▸ **Assignment**: Give back an exact copy of the listing that follows, without the pictures.

▸ **Records for this task**:

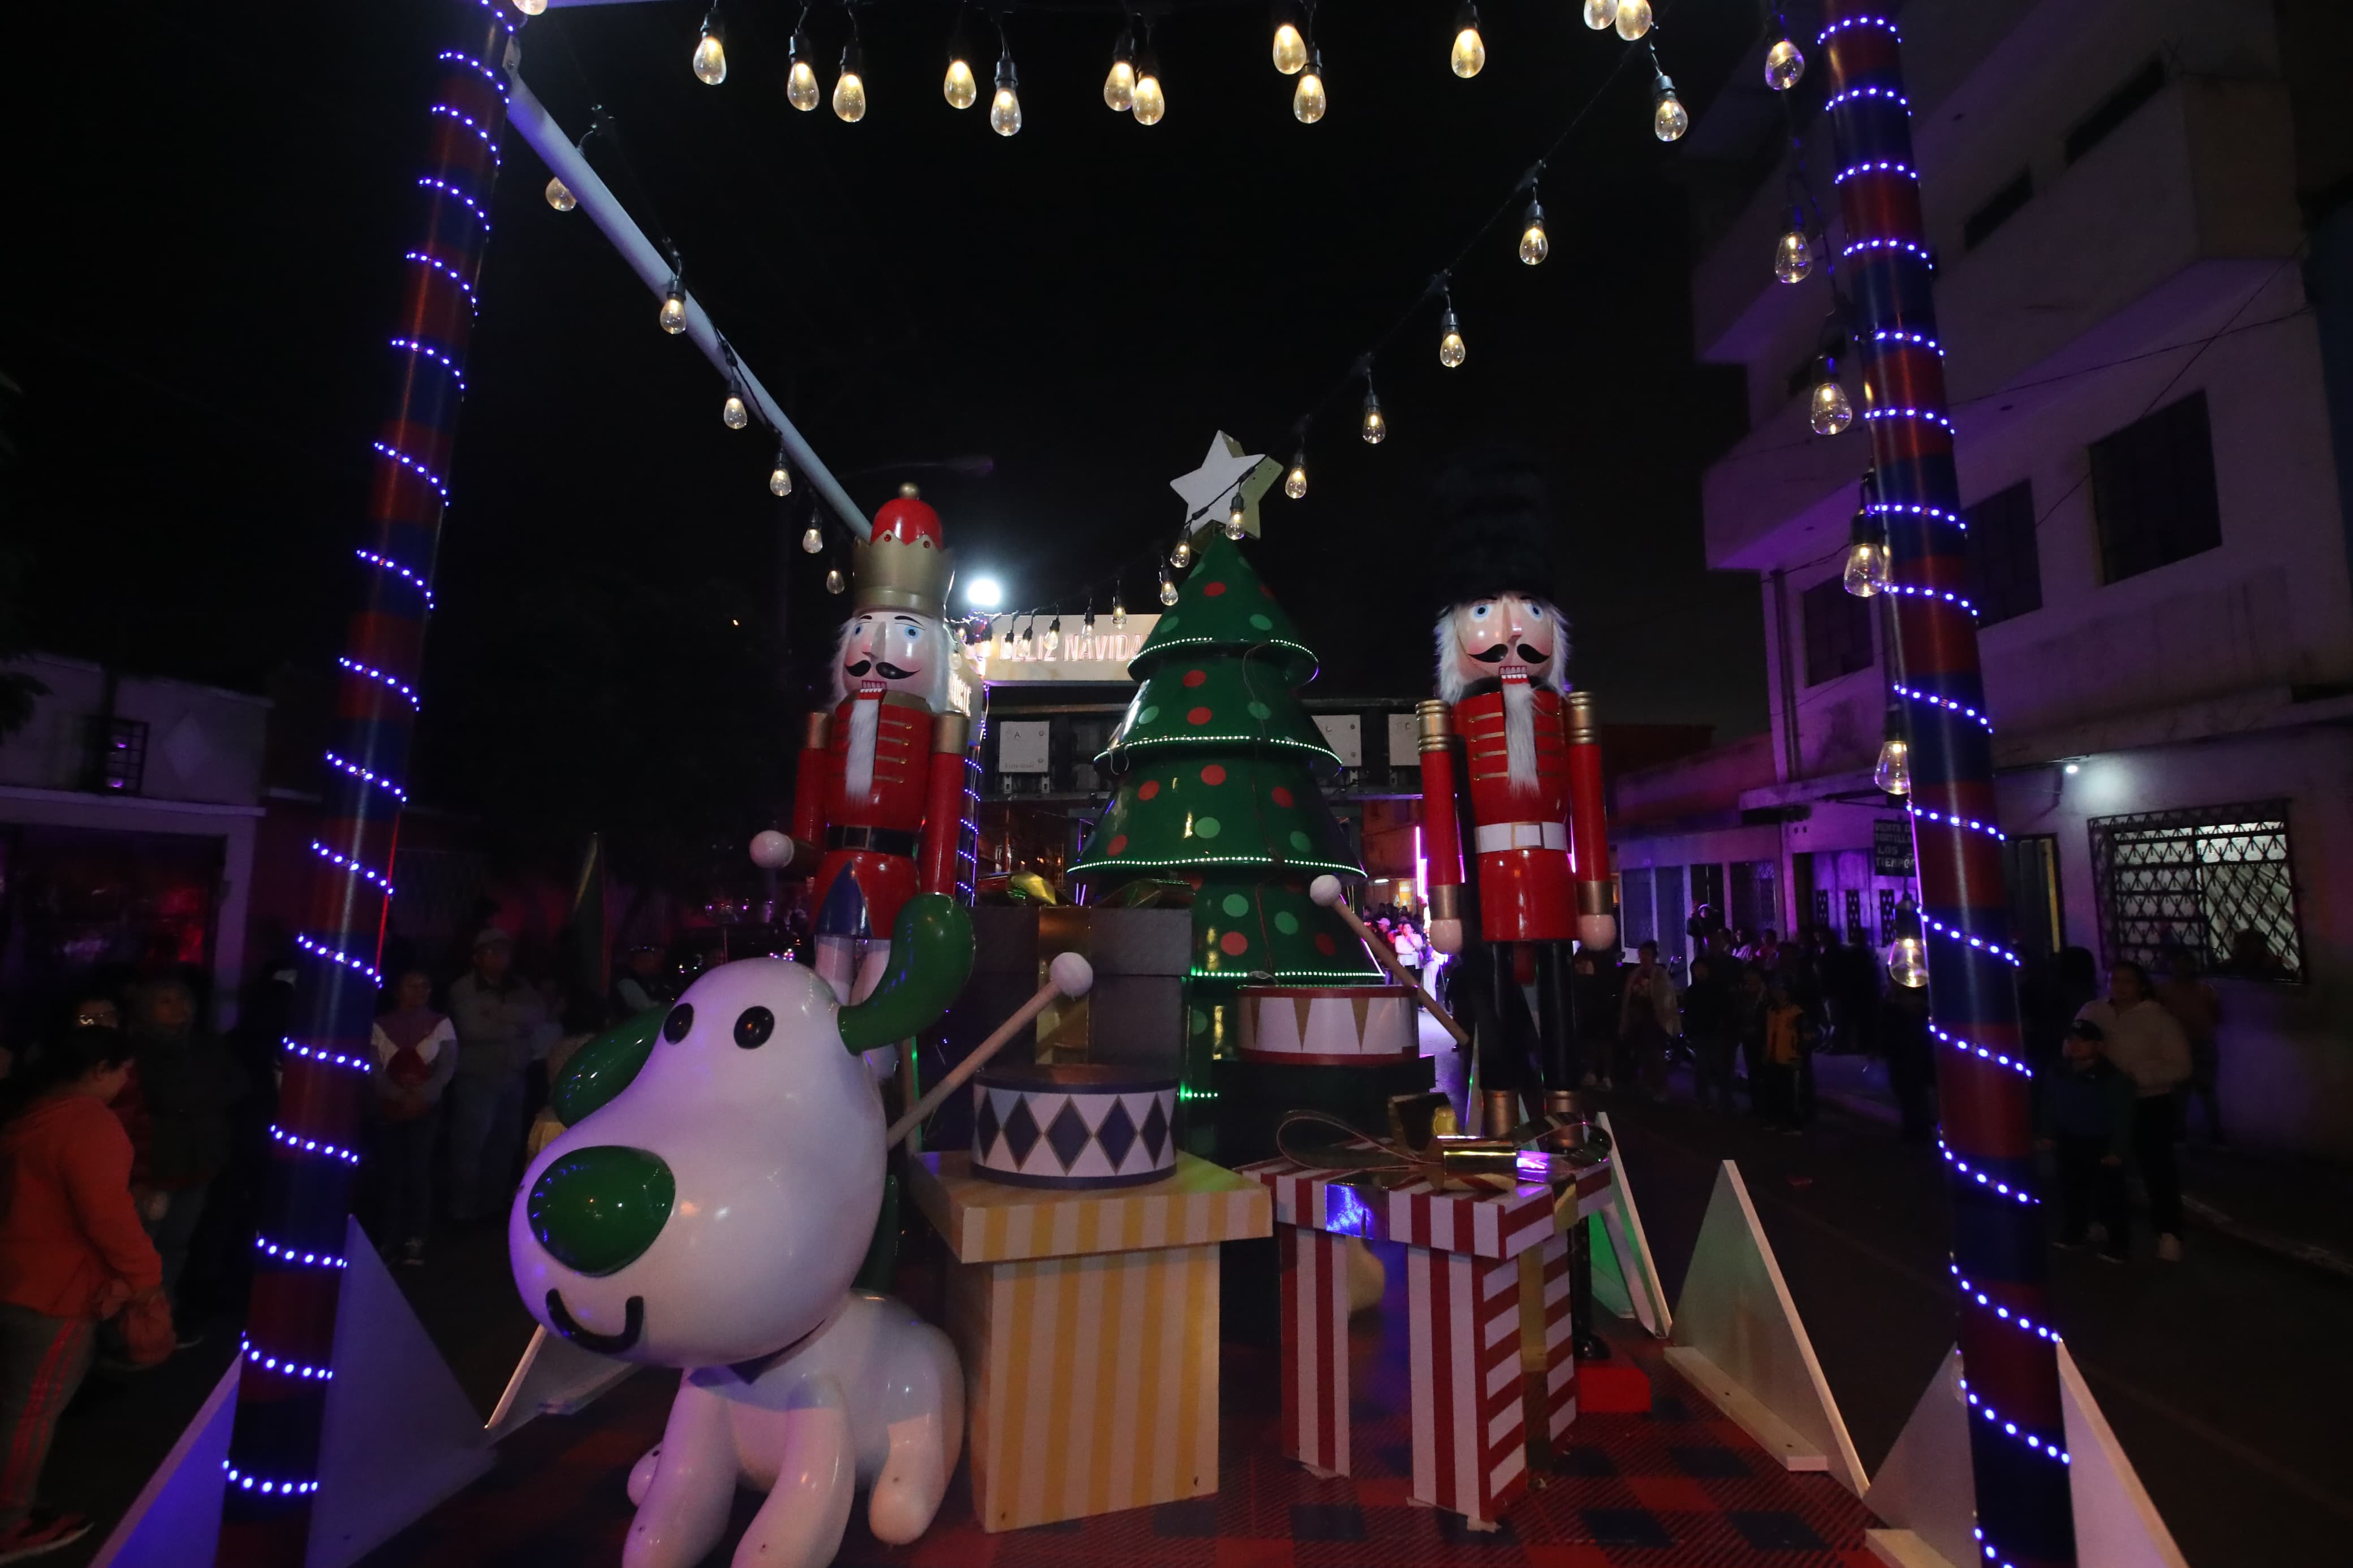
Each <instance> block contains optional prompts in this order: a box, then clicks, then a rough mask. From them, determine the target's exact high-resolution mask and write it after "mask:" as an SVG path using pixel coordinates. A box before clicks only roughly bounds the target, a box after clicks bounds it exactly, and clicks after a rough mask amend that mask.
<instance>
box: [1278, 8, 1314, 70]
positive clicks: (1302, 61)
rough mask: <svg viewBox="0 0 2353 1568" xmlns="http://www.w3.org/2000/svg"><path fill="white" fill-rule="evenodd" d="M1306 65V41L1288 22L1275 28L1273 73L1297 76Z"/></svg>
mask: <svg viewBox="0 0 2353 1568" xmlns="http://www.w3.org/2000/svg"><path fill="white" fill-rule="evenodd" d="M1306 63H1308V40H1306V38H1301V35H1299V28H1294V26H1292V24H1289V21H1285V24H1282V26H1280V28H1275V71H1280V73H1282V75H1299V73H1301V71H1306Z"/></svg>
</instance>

▸ **Task result**:
Each <instance> block contains optional prompts in this order: a box, then clicks, then a rough mask. From them, determine the target's exact high-resolution mask and write it after "mask:" as an SVG path using pixel coordinates. A box before clicks only roughly bounds the target, a box after clicks bounds it exactly, and clicks after a rough mask amend that mask.
<instance>
box: [1278, 8, 1314, 70]
positive clicks: (1302, 61)
rough mask: <svg viewBox="0 0 2353 1568" xmlns="http://www.w3.org/2000/svg"><path fill="white" fill-rule="evenodd" d="M1306 65V41L1288 22L1275 28L1273 73L1297 76Z"/></svg>
mask: <svg viewBox="0 0 2353 1568" xmlns="http://www.w3.org/2000/svg"><path fill="white" fill-rule="evenodd" d="M1306 63H1308V40H1306V38H1301V35H1299V28H1294V26H1292V24H1289V21H1285V24H1282V26H1280V28H1275V71H1280V73H1282V75H1299V73H1301V71H1306Z"/></svg>
</instance>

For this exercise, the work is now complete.